▶ List of tasks:
1. In the essay on washing dishes by hand, list what the study participants focused on to help them enter a mindful state.
2. According to the essay on washing dishes by hand, where does the writer get almost as many great creative ideas as at the kitchen sink?
3. Write out the part of the essay on washing dishes by hand starting at "I don’t spend" and ending at "mindless than mindful.".

▶ Document excerpt:

Once again, research has affirmed a something I figured out a long time ago. The latest? Washing dishes by hand is a form of meditation.
I’ve known this for years. I’ve always secretly rather liked washing dishes. Well, except for hot summer days when sweat drips off my forehead into the water and I’m tempted to do some research of my own into the anti-bacterial potential of dish soap in ice water. Mostly, though, dishwashing is one of those repetitive tasks that keeps your hands busy while it leaves your mind free to wander off wherever it wishes to go. I get almost as many great creative ideas at the kitchen sink as I do in the shower. Maybe it’s the water.
The research (does specify that, for the best anxiety-reducing benefits, dishes should be washed mindfully. “People in the study focused on the smell of the soap, the feel and shape of the dishes to help them enter a mindful state.”
I don’t spend much time smelling my soap, and feeling the dishes is mostly a matter of making sure I hang onto the slippery little critters so I don’t drop my favorite cup and smash it to smithereens in the bottom of the sink. You could probably describe my method as more mindless than mindful.
Still, there are some things about washing dishes that do put me into a state of mindfulness.
I mind when people don’t rinse their cereal bowls, and I have to attack stubborn fragments of bran flakes with an abrasive pot scrubber or scrape off bits of oatmeal with my fingernails. I’m pretty sure the adhesives used to install flooring were developed this way.
I mind when people, trying to be helpful, dump sharp knives into the sink to lurk dangerously among the harmless silverware. I just hate getting blood in my dishwater. (And why, by the way, do we still call it “silverware,” when 99.73% of the time the utensils we use are stainless steel, and most of us wouldn’t know how to use silver polish even if we had the slightest clue where to find it in the store?)

(Stored data entries)
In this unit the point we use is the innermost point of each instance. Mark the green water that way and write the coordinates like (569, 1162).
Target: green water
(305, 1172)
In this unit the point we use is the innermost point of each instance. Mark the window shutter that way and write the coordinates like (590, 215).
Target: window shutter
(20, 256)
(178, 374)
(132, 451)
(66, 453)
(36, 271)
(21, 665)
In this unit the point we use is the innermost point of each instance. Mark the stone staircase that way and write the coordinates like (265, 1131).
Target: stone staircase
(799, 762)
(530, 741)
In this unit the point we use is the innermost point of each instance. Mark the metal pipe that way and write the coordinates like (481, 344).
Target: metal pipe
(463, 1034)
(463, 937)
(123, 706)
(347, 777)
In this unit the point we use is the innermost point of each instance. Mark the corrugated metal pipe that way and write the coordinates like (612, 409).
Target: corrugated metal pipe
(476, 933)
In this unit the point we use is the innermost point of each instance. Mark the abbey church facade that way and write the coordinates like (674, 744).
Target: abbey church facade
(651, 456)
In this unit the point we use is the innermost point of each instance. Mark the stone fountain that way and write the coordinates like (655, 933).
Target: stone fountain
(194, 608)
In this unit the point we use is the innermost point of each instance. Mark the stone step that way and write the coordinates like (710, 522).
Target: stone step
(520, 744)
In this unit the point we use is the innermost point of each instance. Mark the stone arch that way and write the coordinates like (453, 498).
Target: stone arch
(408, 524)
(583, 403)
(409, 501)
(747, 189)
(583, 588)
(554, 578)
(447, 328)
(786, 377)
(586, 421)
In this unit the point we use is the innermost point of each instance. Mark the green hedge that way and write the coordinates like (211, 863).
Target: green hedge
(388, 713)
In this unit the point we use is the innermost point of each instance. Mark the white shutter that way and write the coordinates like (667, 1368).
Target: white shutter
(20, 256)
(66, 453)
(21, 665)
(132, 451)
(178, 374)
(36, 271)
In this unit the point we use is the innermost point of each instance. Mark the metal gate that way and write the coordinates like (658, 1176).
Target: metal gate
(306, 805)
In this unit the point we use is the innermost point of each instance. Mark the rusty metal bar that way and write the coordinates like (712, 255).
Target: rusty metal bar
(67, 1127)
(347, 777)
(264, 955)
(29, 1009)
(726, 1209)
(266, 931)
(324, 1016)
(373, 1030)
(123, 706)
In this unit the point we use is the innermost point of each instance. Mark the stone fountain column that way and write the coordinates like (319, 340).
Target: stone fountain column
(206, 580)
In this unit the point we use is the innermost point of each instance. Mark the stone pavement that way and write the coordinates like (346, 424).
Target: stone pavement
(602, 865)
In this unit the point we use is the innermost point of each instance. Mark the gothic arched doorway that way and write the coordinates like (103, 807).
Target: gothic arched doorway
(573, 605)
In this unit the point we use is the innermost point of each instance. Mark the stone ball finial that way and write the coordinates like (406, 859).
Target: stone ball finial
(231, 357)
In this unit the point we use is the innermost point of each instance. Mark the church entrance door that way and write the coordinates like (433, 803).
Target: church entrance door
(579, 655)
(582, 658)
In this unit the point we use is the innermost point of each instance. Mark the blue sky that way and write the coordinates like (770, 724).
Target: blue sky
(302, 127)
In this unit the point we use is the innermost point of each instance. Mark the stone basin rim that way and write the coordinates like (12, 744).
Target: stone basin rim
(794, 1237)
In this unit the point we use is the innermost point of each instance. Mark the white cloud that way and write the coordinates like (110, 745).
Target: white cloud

▶ Solutions to each task:
1.
- The smell of the soap
- The feel of the dishes
- The shape of the dishes

2. In the shower.

3.
I don’t spend much time smelling my soap, and feeling the dishes is mostly a matter of making sure I hang onto the slippery little critters so I don’t drop my favorite cup and smash it to smithereens in the bottom of the sink. You could probably describe my method as more mindless than mindful.